Extract provided =>
==================================================

I can't refresh your memory, but I do know of a case of anti-Vel in the UK that caused a fatal transfusion reaction.  The DAT was positive by anti-complement only, and the anti-Vel itself could only be detected in a clotted sample, not in an EDTA sample.

  • Author
comment_80587

So Malcolm, do you see any need to do a full crossmatch if say, the patient was transfused in the past two weeks (antibody mopped up, so negative antibody screen but hgb dropping and only complement pos DAT )?  I know this is far fetched with EDTA spec but this new tech is really smart...and I'm having trouble keeping up.

  

comment_80588

I would certainly think in terms of a full crossmatch, BUT using a clotted sample, just in case.  That experience in the UK, although not my own, shook me up a bit!

comment_80590

In this context (post transfusion with DAT pos, screening neg), would be worth running/trying an elution?

  • Author
comment_80591

Trying yes - but the anti-IgG DAT is negative so...not that this hasn't happened to be helpful before in a full IRL workup but we are in front of the patient and need to transfuse ASAP.  A full crossmatch would be much quicker.

comment_80592
18 minutes ago, jnadeau said:

Trying yes - but the anti-IgG DAT is negative so...not that this hasn't happened to be helpful before in a full IRL workup but we are in front of the patient and need to transfuse ASAP.  A full crossmatch would be much quicker.

I have cited this reference over and over and over again.  Sachs UJH, Röder L, Santoso S, Bein G.  Does a negative direct antiglobulin test exclude warm autoimmune haemolytic anaemia? A prospective study of 504 cases.  British Journal of Haematology 2006; 132: 651-661, and it refers to transfusion reactions too.

comment_80593
19 hours ago, Malcolm Needs said:

I can't refresh your memory, but I do know of a case of anti-Vel in the UK that caused a fatal transfusion reaction.  The DAT was positive by anti-complement only, and the anti-Vel itself could only be detected in a clotted sample, not in an EDTA sample.

==================================================

Source information =>
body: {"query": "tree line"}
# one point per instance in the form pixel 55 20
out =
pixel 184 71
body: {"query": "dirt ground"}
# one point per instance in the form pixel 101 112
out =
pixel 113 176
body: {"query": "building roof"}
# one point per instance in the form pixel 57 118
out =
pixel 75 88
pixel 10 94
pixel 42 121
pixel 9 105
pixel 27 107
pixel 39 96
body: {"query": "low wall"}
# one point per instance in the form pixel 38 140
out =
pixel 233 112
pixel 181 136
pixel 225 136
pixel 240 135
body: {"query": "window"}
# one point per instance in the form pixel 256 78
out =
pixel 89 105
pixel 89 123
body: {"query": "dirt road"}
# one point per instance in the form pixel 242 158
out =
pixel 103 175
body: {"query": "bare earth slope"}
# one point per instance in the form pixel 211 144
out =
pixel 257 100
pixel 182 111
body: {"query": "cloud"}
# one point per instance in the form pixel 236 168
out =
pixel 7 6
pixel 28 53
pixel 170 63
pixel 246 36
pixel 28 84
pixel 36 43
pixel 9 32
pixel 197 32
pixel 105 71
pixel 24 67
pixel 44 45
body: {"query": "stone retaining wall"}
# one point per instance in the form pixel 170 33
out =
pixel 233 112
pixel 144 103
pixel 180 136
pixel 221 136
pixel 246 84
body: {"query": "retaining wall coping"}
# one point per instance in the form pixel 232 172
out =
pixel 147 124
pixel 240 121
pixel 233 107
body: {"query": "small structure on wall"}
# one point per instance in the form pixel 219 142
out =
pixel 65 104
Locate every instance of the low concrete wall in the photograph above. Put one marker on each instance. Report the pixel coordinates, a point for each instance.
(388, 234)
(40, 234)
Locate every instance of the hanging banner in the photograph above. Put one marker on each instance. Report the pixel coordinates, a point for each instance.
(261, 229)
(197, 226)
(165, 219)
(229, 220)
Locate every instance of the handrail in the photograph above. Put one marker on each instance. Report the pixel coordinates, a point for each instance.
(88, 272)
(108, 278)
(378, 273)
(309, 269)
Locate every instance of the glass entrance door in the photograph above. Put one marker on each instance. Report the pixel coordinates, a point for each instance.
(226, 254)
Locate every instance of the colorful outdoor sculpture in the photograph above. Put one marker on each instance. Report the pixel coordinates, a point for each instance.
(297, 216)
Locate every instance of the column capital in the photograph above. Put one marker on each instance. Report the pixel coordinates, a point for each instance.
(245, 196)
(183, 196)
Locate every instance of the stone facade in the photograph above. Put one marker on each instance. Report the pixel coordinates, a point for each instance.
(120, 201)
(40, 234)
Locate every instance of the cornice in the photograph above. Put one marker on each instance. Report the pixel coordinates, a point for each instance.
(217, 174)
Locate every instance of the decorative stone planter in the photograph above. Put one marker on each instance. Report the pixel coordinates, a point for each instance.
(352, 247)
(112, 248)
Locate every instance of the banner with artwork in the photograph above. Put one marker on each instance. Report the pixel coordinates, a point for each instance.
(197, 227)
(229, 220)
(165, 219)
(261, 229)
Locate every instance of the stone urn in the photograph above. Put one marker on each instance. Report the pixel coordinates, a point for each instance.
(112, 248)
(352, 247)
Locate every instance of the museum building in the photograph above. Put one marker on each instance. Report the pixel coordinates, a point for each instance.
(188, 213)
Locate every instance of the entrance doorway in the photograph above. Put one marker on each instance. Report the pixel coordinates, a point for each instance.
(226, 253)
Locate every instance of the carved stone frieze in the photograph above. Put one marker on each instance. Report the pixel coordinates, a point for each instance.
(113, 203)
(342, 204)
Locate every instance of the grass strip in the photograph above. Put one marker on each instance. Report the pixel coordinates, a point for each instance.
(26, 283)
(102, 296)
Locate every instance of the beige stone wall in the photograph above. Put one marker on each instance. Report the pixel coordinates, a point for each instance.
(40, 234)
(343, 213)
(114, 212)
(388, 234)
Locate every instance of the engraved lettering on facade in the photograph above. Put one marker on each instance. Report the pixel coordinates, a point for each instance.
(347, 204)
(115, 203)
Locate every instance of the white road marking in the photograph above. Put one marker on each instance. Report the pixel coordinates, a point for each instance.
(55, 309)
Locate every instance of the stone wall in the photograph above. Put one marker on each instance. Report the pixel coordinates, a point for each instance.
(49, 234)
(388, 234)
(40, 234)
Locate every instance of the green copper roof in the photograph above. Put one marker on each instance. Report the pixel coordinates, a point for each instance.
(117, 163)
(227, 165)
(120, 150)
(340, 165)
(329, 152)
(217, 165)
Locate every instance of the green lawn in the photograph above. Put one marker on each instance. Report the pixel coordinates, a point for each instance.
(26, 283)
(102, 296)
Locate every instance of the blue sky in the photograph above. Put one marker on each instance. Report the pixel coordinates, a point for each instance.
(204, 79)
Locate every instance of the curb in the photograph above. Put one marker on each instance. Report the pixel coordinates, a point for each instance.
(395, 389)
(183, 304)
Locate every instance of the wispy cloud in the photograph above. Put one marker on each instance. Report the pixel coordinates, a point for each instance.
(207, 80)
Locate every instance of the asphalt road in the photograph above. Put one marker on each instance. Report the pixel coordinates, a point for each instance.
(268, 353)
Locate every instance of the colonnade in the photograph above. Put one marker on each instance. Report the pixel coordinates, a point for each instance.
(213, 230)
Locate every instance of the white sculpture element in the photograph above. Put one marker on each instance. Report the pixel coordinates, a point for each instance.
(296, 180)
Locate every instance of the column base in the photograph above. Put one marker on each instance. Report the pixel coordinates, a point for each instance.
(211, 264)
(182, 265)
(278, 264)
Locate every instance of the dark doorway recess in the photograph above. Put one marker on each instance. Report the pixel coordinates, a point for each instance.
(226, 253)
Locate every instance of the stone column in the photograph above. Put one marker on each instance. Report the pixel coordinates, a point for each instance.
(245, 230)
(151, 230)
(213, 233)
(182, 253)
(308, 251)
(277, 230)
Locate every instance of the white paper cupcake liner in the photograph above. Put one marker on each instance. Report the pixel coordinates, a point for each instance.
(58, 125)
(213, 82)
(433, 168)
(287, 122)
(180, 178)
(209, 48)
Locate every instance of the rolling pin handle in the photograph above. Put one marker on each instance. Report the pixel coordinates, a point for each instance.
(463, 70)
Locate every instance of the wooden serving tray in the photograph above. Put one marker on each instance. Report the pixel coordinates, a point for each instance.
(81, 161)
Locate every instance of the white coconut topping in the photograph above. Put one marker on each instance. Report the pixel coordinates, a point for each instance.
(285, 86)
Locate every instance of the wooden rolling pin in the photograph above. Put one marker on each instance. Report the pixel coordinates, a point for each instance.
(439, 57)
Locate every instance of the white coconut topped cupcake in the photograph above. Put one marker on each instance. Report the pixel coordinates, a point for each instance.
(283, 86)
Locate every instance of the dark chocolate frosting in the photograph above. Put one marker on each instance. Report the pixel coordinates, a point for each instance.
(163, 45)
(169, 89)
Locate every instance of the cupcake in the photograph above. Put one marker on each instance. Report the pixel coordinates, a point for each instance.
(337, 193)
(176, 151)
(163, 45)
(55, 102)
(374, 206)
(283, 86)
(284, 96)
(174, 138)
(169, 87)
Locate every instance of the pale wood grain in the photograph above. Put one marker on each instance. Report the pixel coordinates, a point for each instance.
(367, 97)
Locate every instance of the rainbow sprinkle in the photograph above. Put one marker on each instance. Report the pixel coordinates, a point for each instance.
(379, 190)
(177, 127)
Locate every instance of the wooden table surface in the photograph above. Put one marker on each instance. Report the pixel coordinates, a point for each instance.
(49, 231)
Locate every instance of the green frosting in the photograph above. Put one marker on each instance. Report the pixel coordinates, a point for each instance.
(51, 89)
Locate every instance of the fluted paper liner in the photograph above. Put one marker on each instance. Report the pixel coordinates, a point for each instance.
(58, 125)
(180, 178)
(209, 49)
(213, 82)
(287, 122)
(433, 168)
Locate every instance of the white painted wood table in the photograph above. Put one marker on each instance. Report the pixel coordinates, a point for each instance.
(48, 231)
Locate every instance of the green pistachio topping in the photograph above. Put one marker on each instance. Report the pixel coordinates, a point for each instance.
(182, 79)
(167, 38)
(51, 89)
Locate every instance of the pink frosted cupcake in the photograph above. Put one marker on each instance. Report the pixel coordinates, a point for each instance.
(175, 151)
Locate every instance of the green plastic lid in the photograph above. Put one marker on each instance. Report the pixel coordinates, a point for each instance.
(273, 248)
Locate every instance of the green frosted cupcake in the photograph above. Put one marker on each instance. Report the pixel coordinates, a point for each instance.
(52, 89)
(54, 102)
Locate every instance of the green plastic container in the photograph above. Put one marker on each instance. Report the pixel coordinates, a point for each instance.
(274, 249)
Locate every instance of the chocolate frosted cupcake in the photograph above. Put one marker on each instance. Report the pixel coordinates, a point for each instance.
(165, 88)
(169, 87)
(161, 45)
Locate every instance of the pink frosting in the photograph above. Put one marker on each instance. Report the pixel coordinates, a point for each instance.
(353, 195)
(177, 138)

==================================================

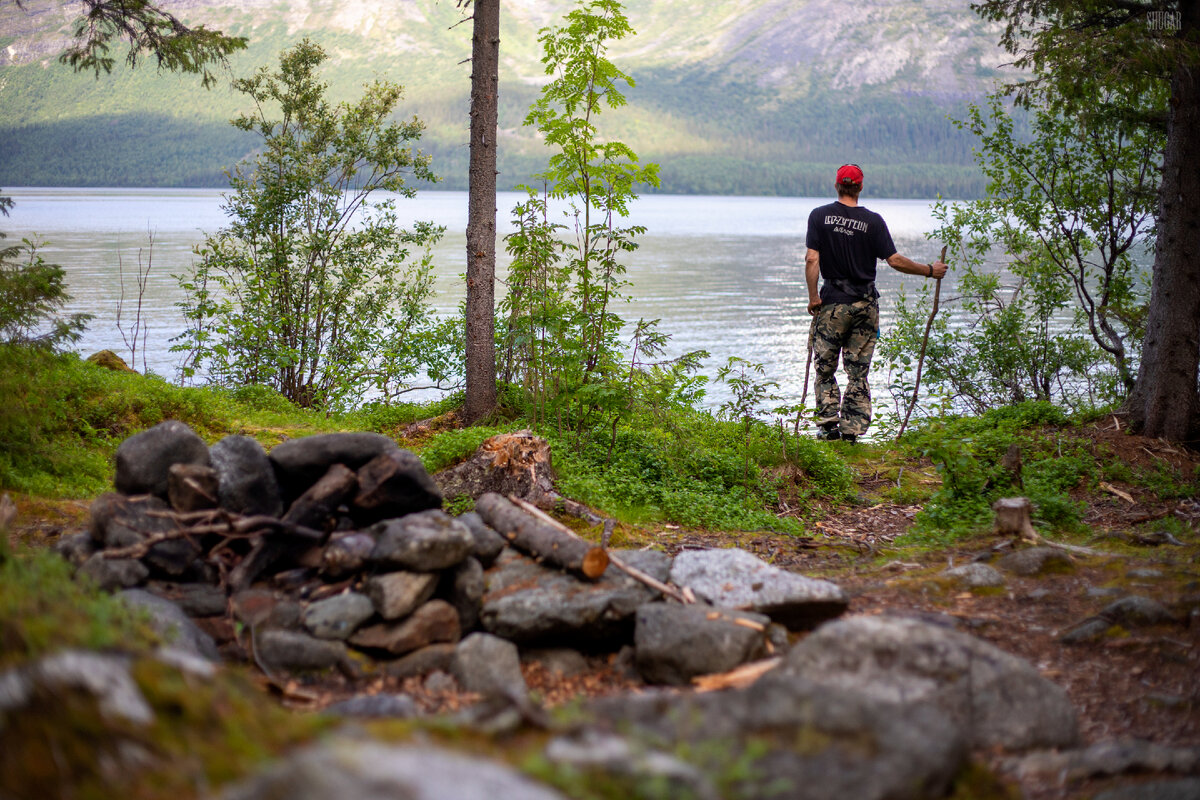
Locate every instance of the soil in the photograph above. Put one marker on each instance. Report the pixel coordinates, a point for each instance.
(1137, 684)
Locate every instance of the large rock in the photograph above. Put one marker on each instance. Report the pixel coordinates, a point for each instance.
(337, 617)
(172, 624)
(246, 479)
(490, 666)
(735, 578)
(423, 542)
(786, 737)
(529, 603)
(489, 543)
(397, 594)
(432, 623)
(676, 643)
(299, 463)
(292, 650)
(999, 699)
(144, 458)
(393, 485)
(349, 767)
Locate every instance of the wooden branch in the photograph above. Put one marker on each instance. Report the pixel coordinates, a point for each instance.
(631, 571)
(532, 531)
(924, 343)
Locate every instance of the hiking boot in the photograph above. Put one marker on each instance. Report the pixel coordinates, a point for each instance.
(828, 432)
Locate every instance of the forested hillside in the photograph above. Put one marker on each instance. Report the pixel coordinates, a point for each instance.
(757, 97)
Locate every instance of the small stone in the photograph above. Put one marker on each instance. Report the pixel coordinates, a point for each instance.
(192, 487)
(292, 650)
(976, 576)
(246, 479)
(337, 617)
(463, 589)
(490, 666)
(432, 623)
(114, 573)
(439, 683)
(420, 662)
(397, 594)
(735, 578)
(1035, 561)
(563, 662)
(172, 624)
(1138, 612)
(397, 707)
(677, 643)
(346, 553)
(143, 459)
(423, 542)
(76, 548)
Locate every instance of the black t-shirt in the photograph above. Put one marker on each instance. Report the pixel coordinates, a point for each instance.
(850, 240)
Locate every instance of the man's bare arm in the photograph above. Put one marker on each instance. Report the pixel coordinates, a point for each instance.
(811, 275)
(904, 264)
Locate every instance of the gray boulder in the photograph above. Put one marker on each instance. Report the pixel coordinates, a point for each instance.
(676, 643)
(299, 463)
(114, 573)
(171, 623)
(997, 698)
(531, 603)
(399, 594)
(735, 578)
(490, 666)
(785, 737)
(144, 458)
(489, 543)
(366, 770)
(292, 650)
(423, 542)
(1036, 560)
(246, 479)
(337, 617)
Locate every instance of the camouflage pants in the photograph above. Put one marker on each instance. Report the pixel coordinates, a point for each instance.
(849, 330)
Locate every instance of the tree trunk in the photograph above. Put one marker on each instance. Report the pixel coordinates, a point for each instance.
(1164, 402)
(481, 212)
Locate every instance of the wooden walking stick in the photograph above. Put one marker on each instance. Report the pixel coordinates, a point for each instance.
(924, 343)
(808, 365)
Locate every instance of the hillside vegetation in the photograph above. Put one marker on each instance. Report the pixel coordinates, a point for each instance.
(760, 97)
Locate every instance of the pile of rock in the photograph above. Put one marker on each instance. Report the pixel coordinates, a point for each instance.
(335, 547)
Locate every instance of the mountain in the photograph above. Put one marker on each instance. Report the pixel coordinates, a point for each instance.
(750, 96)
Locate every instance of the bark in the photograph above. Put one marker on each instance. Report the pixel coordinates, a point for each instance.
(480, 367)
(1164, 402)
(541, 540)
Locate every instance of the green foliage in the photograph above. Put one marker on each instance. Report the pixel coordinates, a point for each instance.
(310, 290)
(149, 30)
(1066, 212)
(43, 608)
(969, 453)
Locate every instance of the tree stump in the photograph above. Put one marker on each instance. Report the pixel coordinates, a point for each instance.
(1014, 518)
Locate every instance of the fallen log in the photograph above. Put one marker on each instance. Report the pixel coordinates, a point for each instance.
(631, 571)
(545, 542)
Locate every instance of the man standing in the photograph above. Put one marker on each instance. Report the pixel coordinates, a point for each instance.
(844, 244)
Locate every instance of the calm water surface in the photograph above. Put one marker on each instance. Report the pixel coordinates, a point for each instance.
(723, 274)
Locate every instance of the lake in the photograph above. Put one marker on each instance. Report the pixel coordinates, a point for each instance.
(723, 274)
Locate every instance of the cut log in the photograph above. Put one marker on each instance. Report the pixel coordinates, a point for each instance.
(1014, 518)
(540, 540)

==================================================

What to do =>
**1)** In the transfusion discussion above, in what kind of sample could the anti-Vel from the UK case be detected?
**2)** Quote from the transfusion discussion above the passage that opens with the words containing "comment_80592" and closes with "transfusion reactions too.".

Answers for the exercise =>
**1)** Only in a clotted sample, not in an EDTA sample.

**2)**
comment_80592
18 minutes ago, jnadeau said:

Trying yes - but the anti-IgG DAT is negative so...not that this hasn't happened to be helpful before in a full IRL workup but we are in front of the patient and need to transfuse ASAP.  A full crossmatch would be much quicker.

I have cited this reference over and over and over again.  Sachs UJH, Röder L, Santoso S, Bein G.  Does a negative direct antiglobulin test exclude warm autoimmune haemolytic anaemia? A prospective study of 504 cases.  British Journal of Haematology 2006; 132: 651-661, and it refers to transfusion reactions too.